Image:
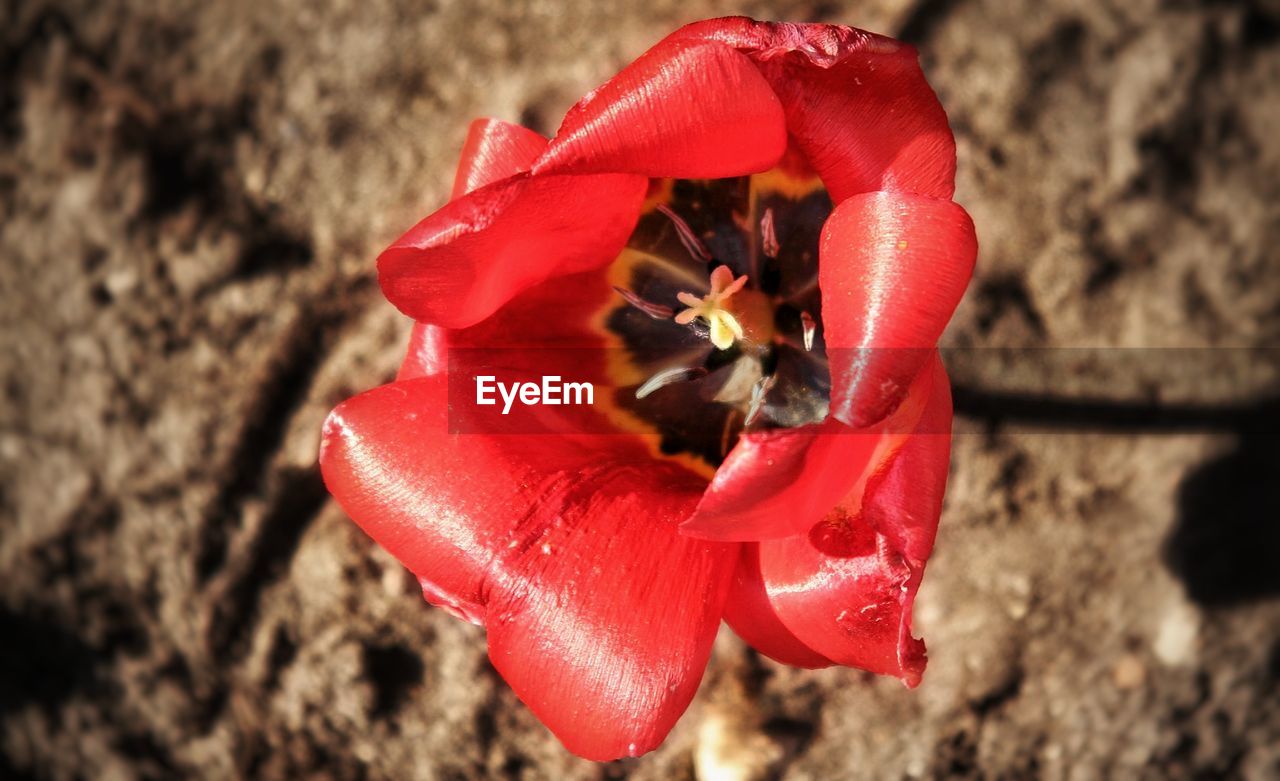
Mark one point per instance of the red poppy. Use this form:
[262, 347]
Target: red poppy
[771, 204]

——————————

■ **Prompt**: Copy the records above exactly. The pictures are not part of the copy.

■ **Answer for this exercise**:
Image:
Mark one point per instance of the red poppy. Use this form:
[262, 347]
Target: red poppy
[771, 204]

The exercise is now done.